[BEGIN Given data]

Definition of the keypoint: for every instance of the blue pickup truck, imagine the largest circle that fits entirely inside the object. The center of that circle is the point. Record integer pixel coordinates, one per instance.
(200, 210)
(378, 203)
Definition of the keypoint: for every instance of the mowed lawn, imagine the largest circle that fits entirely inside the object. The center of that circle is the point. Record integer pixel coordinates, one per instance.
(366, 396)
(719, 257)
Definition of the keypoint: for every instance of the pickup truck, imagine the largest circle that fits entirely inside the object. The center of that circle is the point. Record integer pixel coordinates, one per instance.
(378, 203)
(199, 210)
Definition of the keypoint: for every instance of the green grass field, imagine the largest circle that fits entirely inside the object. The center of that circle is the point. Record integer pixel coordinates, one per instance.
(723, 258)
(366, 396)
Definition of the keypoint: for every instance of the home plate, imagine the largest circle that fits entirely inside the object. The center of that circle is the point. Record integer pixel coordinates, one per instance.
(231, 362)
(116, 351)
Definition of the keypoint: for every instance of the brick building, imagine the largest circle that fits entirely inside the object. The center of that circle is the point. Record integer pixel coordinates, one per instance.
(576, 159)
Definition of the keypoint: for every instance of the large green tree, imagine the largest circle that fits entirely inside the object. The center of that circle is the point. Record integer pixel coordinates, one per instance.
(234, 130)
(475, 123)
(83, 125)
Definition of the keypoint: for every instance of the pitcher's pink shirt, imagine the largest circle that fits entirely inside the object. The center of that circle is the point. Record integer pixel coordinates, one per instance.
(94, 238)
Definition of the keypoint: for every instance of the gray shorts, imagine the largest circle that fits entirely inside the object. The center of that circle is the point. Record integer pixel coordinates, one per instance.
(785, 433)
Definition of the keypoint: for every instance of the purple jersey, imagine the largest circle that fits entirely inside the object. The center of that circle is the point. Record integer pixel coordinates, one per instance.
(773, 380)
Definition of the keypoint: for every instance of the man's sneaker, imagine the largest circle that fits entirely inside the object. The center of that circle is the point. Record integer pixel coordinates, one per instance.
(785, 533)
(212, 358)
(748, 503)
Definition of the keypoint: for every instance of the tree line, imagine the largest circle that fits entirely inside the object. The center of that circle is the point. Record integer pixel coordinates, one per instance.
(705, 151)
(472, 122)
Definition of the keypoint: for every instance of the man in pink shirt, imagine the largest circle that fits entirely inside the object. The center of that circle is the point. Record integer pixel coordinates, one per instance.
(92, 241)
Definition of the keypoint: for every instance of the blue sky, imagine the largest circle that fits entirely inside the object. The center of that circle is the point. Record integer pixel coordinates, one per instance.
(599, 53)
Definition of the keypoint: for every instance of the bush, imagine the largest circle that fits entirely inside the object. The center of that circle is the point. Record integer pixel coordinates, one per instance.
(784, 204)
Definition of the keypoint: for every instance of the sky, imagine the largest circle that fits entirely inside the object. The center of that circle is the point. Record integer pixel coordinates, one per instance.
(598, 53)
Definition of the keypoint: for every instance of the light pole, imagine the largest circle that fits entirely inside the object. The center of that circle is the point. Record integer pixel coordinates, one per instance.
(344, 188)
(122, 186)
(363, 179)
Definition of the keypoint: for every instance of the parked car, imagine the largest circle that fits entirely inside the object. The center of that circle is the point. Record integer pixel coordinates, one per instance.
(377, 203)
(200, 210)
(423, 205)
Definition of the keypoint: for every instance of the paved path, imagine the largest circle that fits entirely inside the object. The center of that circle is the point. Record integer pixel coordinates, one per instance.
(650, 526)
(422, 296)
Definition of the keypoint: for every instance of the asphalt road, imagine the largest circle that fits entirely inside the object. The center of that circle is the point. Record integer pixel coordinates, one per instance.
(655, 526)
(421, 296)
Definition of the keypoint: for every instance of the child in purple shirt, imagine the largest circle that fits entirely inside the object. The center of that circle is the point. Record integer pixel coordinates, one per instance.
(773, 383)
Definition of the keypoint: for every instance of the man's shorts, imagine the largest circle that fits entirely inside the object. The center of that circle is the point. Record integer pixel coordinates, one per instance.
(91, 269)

[END Given data]
[BEGIN Given data]

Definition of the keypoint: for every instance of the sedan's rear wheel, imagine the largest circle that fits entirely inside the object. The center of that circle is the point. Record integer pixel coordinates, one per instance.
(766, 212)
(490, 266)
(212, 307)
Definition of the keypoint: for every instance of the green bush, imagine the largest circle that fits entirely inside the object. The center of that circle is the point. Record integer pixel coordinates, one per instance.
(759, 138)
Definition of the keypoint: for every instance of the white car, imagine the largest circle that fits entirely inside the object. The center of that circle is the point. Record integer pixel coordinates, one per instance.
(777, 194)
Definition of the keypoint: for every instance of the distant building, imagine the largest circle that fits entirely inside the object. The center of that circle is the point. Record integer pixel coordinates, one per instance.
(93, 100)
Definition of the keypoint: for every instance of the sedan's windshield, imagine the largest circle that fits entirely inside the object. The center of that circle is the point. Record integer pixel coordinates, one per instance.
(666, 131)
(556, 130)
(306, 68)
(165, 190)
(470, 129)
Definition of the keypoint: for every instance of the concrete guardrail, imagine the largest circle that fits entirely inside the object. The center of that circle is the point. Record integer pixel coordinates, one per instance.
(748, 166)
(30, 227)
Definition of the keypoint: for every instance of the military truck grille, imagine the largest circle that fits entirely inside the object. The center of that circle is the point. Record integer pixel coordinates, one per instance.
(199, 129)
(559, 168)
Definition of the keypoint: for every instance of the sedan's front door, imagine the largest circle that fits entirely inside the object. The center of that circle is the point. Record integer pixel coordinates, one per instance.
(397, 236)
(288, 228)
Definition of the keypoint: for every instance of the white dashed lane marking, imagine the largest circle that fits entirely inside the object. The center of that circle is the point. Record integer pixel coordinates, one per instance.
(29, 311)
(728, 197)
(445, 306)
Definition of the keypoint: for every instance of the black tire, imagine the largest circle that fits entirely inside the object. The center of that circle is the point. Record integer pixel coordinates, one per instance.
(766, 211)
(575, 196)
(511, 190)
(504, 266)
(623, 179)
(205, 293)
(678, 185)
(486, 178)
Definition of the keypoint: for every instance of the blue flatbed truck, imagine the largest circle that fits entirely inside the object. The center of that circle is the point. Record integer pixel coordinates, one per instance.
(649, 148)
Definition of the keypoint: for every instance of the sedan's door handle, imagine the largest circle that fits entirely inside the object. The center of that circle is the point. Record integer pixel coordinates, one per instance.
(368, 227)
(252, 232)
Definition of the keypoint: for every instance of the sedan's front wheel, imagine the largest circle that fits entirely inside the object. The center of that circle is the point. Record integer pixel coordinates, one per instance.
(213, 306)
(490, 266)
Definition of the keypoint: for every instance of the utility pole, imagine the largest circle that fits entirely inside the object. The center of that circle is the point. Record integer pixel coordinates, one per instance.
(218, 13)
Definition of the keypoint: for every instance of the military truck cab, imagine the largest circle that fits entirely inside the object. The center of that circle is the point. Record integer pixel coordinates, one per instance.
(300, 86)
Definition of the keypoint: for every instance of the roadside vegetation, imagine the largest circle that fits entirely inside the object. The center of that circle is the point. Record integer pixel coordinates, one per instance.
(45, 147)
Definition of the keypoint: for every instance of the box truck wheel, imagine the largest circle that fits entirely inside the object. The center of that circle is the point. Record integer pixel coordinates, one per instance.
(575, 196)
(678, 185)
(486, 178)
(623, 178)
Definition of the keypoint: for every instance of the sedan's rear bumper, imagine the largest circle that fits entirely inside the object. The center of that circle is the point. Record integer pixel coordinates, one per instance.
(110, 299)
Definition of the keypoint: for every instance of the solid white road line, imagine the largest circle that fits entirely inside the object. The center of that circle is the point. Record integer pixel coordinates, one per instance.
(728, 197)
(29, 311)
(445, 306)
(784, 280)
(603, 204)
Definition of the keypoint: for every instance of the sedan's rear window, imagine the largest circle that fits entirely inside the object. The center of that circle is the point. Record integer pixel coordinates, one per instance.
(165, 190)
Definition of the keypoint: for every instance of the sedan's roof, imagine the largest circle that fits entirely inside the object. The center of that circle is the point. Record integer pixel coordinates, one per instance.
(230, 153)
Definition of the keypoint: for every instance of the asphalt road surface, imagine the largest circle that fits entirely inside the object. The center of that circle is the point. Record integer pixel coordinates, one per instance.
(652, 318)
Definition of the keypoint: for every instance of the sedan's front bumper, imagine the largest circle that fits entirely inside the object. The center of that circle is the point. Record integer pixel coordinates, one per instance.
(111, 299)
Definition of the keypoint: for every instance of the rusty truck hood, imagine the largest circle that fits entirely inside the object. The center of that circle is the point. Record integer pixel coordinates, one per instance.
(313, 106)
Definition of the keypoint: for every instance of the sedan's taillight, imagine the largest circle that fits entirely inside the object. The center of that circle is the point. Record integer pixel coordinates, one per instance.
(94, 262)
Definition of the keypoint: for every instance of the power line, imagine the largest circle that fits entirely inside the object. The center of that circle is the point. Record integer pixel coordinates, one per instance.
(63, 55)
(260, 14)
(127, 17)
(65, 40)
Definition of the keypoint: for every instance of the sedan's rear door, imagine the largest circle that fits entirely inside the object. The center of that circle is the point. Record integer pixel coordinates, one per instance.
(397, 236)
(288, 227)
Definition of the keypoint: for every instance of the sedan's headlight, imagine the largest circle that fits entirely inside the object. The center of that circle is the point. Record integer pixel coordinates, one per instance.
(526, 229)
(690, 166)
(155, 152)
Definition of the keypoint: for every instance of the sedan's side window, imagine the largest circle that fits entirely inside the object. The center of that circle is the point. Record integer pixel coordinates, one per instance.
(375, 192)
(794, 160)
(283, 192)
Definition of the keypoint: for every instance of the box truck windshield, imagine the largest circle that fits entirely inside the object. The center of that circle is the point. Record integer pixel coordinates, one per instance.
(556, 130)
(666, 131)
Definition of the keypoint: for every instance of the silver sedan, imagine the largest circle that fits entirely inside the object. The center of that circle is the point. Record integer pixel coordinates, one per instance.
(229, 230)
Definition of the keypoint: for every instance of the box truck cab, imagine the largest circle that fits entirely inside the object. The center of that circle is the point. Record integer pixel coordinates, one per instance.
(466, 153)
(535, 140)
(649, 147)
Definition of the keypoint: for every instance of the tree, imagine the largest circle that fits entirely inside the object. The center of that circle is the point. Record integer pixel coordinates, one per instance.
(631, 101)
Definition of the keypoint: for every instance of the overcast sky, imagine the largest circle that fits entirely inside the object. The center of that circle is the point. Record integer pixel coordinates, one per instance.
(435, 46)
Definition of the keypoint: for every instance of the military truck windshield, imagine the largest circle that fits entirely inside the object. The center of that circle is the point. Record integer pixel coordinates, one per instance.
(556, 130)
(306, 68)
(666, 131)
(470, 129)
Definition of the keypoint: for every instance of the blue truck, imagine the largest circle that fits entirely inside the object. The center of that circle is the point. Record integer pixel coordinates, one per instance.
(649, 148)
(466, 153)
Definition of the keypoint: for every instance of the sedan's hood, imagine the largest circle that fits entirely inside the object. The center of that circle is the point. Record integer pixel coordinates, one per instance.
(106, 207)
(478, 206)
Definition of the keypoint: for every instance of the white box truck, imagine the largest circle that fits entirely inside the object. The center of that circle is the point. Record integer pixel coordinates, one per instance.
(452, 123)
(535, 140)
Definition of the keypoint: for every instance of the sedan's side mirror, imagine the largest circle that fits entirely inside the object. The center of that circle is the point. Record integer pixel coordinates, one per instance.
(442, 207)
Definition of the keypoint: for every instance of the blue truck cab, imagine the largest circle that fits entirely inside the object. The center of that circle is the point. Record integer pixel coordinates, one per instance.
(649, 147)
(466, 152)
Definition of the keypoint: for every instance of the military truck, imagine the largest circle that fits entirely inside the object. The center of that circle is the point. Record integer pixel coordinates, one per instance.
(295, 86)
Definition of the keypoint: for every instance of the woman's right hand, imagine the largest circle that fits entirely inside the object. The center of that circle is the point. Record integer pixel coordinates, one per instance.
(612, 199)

[END Given data]
[BEGIN Given data]

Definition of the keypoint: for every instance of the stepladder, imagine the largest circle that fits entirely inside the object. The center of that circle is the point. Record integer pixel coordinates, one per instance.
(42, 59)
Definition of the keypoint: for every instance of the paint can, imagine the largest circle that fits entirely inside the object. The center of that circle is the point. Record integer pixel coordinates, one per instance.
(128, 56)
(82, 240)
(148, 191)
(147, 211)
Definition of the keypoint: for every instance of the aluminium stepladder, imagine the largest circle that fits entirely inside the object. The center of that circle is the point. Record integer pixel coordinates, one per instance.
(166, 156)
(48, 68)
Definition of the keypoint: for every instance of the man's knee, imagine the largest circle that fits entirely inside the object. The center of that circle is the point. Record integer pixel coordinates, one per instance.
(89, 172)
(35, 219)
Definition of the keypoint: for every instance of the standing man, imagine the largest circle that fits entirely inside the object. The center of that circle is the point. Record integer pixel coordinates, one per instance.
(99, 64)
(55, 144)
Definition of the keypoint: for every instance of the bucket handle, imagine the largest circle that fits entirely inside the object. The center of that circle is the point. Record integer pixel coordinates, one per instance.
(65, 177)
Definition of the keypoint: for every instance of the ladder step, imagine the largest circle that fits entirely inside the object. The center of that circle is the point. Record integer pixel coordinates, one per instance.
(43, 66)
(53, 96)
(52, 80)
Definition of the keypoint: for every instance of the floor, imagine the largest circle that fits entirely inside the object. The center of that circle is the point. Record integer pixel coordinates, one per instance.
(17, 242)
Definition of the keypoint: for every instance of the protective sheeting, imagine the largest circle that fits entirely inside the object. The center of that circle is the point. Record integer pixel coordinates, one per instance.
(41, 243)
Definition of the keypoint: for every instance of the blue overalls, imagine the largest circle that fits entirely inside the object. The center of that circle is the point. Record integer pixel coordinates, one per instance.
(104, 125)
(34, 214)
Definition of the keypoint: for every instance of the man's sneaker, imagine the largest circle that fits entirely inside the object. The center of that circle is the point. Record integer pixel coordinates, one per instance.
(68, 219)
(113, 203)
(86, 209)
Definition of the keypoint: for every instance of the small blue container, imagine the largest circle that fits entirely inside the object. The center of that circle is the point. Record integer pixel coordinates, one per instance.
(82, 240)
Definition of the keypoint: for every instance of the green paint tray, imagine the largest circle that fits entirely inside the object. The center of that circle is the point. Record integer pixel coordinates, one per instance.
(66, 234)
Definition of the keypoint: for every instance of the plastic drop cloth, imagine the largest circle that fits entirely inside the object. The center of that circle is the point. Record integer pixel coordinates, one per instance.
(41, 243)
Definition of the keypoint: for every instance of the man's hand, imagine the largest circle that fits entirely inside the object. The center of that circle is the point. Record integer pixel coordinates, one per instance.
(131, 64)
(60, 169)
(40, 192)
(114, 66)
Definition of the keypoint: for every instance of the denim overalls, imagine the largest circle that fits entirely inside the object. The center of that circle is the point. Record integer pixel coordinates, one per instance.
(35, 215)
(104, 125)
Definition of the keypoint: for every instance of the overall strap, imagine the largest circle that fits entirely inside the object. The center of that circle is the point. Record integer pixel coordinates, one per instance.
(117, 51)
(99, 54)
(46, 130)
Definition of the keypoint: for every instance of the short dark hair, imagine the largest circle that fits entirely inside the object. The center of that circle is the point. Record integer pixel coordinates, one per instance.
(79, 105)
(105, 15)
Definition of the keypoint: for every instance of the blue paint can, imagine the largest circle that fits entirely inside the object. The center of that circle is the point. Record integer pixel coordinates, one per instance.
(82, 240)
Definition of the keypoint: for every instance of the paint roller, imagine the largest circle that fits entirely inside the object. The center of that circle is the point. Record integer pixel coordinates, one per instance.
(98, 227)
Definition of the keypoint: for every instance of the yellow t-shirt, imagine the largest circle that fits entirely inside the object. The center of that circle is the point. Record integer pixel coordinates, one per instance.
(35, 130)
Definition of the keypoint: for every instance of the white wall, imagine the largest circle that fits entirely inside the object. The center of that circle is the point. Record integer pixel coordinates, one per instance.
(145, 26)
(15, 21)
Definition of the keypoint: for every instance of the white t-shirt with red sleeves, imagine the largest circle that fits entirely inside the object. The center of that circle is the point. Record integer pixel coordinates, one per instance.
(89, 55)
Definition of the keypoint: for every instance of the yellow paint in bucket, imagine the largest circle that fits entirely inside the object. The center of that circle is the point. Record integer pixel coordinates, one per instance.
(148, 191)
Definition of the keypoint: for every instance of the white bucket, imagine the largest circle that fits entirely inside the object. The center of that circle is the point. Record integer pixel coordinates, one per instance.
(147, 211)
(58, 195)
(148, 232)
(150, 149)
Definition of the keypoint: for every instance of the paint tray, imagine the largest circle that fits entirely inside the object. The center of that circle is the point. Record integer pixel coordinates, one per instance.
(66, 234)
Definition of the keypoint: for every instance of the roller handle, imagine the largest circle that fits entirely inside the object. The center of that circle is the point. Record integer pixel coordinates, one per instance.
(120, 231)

[END Given data]

Aim: Collect every line of the items above that contains the word "flatbed", and list those lines in order.

Output of the exercise:
Definition of the keypoint: for every instance of the blue flatbed truck, imagine the largest circle that fits entirely inside the object. The center of that circle is the point. Record integer pixel coordinates, one per instance.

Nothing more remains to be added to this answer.